- **What this task involves**: Your task is to find every line of the data that holds the string "instance" and copy it.

- **Provided records**:

===

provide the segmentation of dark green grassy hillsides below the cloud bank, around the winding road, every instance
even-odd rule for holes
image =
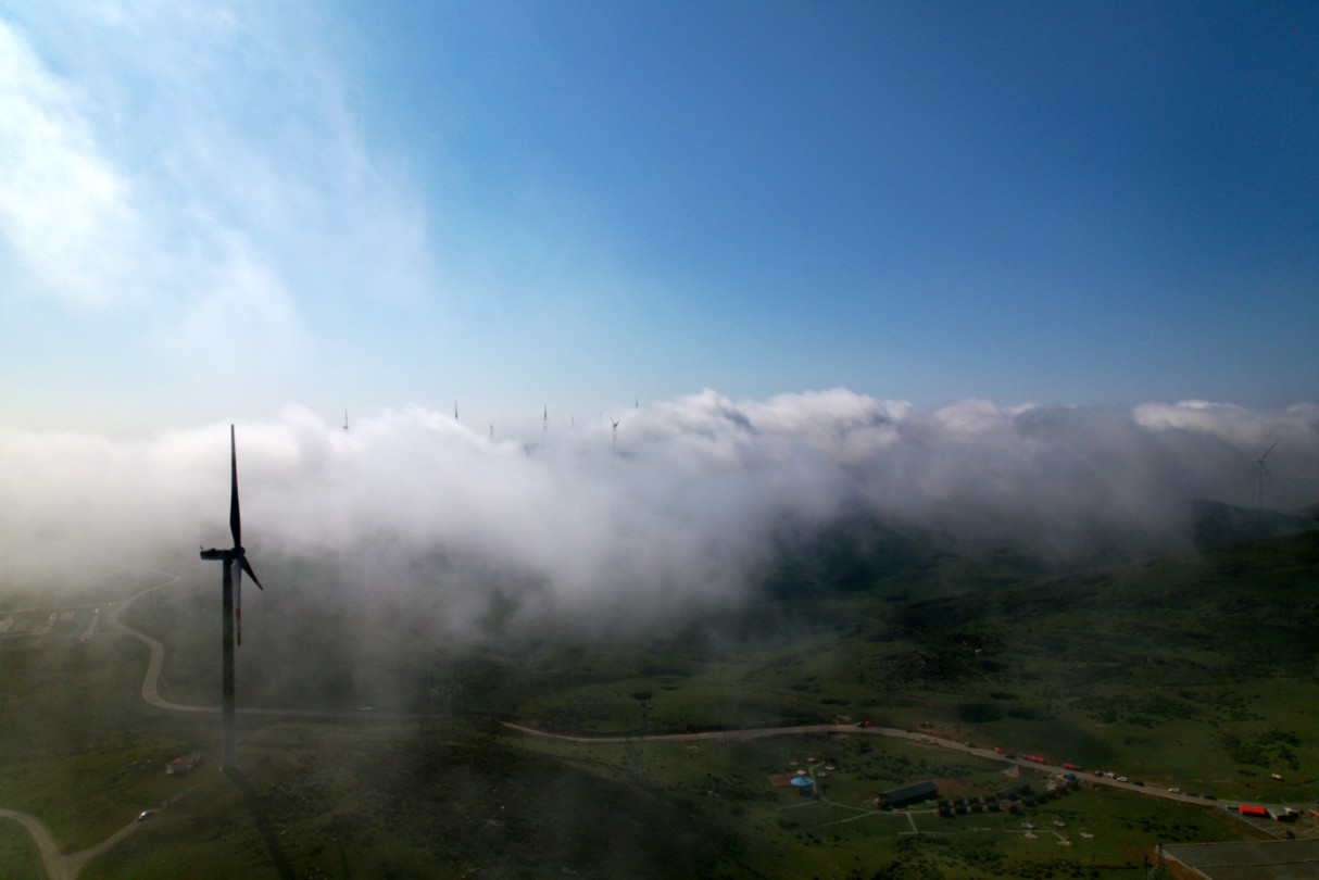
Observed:
[[[827,559],[816,561],[802,588],[781,581],[773,600],[748,613],[649,640],[446,653],[445,674],[463,683],[468,710],[565,730],[774,726],[842,712],[1224,800],[1310,800],[1319,777],[1316,546],[1311,532],[1194,559],[1053,573],[1010,554],[911,551],[864,587],[855,558],[840,583]],[[169,644],[173,699],[214,702],[211,599],[161,591],[133,610],[135,625]],[[332,616],[290,620],[280,640],[288,656],[332,641],[340,625]],[[393,693],[415,705],[434,653],[394,641],[404,645],[398,657],[359,649],[351,662],[319,664],[310,681],[270,677],[259,697],[306,705],[336,694],[335,705],[351,707],[376,698],[371,682],[414,681],[422,683],[413,691]],[[900,836],[910,830],[905,817],[859,813],[874,792],[927,777],[947,790],[991,792],[1001,768],[863,736],[572,748],[466,722],[251,722],[244,797],[214,767],[182,781],[164,776],[173,755],[215,755],[218,731],[214,720],[141,703],[146,652],[136,641],[103,633],[86,645],[4,652],[4,806],[40,815],[80,850],[137,810],[182,796],[88,877],[280,876],[281,865],[298,876],[381,877],[476,868],[483,876],[1120,876],[1138,862],[1133,847],[1249,834],[1220,813],[1083,790],[1046,817],[1095,834],[1072,835],[1070,848],[1057,838],[1026,840],[1022,819],[1001,815],[917,814],[922,831],[954,834]],[[247,664],[266,660],[248,652]],[[344,662],[352,686],[336,690]],[[826,794],[843,806],[769,786],[768,774],[809,752],[836,761]],[[831,825],[852,815],[861,818]]]

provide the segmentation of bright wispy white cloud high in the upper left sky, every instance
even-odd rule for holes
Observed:
[[[0,296],[82,322],[128,310],[144,334],[125,344],[190,369],[219,315],[241,315],[232,354],[289,360],[327,307],[433,289],[421,202],[367,149],[315,11],[16,18],[0,18]]]

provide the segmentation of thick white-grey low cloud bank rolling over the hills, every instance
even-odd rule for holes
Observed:
[[[369,592],[427,558],[477,561],[570,613],[736,600],[785,522],[809,530],[859,511],[1051,554],[1100,534],[1184,544],[1187,500],[1257,504],[1256,459],[1274,442],[1265,505],[1319,501],[1311,404],[921,410],[845,389],[764,401],[707,391],[613,418],[616,451],[608,414],[526,442],[422,408],[348,431],[301,408],[241,424],[245,544],[259,571],[319,558]],[[228,546],[226,425],[131,442],[4,431],[0,455],[0,588],[142,566],[191,575],[199,544]],[[452,592],[460,623],[492,583],[429,588]]]

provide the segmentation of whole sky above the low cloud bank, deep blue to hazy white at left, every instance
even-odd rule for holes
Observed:
[[[0,427],[1316,400],[1314,4],[0,4]]]

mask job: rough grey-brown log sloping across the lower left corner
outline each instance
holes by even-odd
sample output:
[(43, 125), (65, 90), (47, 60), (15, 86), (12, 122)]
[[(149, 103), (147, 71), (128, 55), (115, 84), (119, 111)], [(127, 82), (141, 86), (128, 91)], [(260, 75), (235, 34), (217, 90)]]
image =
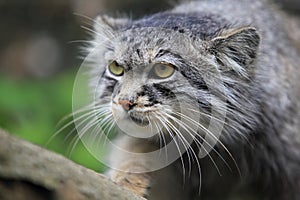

===

- **Output for this task**:
provide the segmentation of dark green grassy hillsides below the cloud bank, around the winding road, every instance
provide the segmentation of bright wispy white cloud high in the upper left sky, every instance
provide the segmentation of thick white-grey low cloud bank rolling over the hills, every instance
provide the segmentation of whole sky above the low cloud bank, deep blue to hazy white at left, every instance
outline each instance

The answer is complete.